| Data entries |
>>>>>

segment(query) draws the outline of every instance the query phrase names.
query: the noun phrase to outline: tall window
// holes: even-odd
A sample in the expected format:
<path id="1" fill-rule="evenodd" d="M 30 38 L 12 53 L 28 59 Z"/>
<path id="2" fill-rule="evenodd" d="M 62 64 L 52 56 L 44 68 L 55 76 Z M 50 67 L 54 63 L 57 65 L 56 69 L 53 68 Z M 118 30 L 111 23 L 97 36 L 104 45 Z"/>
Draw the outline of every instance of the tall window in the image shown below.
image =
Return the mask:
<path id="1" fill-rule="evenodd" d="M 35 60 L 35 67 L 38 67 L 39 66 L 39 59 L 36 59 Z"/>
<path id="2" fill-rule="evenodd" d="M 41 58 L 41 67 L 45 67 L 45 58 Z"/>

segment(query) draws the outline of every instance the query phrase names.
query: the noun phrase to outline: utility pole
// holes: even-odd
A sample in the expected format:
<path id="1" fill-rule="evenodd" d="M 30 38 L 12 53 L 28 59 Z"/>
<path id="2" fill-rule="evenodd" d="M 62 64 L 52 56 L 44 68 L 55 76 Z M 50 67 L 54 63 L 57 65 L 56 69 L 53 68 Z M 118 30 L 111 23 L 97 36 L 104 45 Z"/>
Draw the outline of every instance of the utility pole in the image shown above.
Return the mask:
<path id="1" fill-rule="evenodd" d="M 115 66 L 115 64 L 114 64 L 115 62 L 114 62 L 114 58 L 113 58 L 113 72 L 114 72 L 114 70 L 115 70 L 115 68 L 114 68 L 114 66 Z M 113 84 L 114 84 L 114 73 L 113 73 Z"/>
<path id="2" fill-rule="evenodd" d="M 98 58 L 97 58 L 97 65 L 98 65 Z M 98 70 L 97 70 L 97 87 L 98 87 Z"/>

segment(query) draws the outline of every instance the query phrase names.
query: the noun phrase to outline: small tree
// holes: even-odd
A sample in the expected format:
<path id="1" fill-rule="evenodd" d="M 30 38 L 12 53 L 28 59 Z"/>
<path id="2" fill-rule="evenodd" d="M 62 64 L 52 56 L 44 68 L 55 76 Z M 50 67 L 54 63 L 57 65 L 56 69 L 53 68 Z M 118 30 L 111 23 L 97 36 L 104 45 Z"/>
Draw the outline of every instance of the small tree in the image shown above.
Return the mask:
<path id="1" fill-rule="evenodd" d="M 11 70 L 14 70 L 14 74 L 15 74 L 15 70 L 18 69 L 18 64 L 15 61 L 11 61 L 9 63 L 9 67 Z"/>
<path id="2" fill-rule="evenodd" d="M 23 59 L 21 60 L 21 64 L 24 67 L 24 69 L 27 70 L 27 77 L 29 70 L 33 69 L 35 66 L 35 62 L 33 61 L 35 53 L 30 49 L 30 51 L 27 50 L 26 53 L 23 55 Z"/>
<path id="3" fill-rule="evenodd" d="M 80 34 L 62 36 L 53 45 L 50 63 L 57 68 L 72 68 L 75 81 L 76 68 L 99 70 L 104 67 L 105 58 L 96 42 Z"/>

<<<<<

Make an exact copy of the listing, including every line.

segment(query) draws the outline of every instance the query phrase names.
query: the noun phrase to outline: tall window
// holes: even-odd
A sample in the expected format:
<path id="1" fill-rule="evenodd" d="M 30 38 L 12 53 L 28 59 Z"/>
<path id="2" fill-rule="evenodd" d="M 62 64 L 52 56 L 44 68 L 55 76 Z M 50 67 L 54 63 L 57 65 L 56 69 L 53 68 Z M 118 30 L 111 23 L 97 36 L 104 45 Z"/>
Draw the outline of every instance of the tall window in the image shown below.
image =
Return the mask:
<path id="1" fill-rule="evenodd" d="M 35 60 L 35 67 L 38 67 L 39 66 L 39 59 L 36 59 Z"/>
<path id="2" fill-rule="evenodd" d="M 41 58 L 41 67 L 45 67 L 45 58 Z"/>

segment(query) draws the outline of every instance the query phrase names.
query: the noun phrase to outline: utility pole
// holes: even-odd
A sample in the expected format:
<path id="1" fill-rule="evenodd" d="M 30 38 L 12 53 L 28 59 Z"/>
<path id="2" fill-rule="evenodd" d="M 62 64 L 52 56 L 44 68 L 55 76 Z M 50 67 L 54 63 L 57 65 L 56 69 L 53 68 Z M 118 30 L 111 23 L 97 36 L 104 45 Z"/>
Draw the outline of every instance of the utility pole in the image shown above.
Return the mask:
<path id="1" fill-rule="evenodd" d="M 115 66 L 115 64 L 114 64 L 115 62 L 114 62 L 114 58 L 113 58 L 113 72 L 114 72 L 114 70 L 115 70 L 115 68 L 114 68 L 114 66 Z M 113 84 L 114 84 L 114 73 L 113 73 Z"/>
<path id="2" fill-rule="evenodd" d="M 98 58 L 97 58 L 97 65 L 98 65 Z M 98 70 L 97 70 L 97 87 L 98 87 Z"/>

segment(query) draws the outline of every instance the query phrase names.
query: the noun phrase to outline: small tree
// holes: even-odd
A sample in the expected format:
<path id="1" fill-rule="evenodd" d="M 30 38 L 12 53 L 28 59 Z"/>
<path id="2" fill-rule="evenodd" d="M 62 64 L 52 56 L 44 68 L 55 76 Z M 50 67 L 54 63 L 57 65 L 56 69 L 53 68 Z M 118 30 L 111 23 L 97 36 L 104 45 Z"/>
Draw the outline of every instance of the small tree in the image shown above.
Return the mask:
<path id="1" fill-rule="evenodd" d="M 11 70 L 14 70 L 14 74 L 15 74 L 15 70 L 18 69 L 18 64 L 15 61 L 11 61 L 9 63 L 9 67 Z"/>
<path id="2" fill-rule="evenodd" d="M 23 59 L 21 60 L 21 64 L 24 67 L 24 69 L 27 70 L 27 77 L 29 70 L 33 69 L 35 66 L 35 62 L 33 61 L 35 53 L 30 49 L 30 51 L 27 50 L 26 53 L 23 55 Z"/>
<path id="3" fill-rule="evenodd" d="M 80 34 L 62 36 L 53 45 L 50 63 L 57 68 L 72 68 L 75 81 L 76 68 L 99 70 L 104 67 L 105 58 L 96 42 Z"/>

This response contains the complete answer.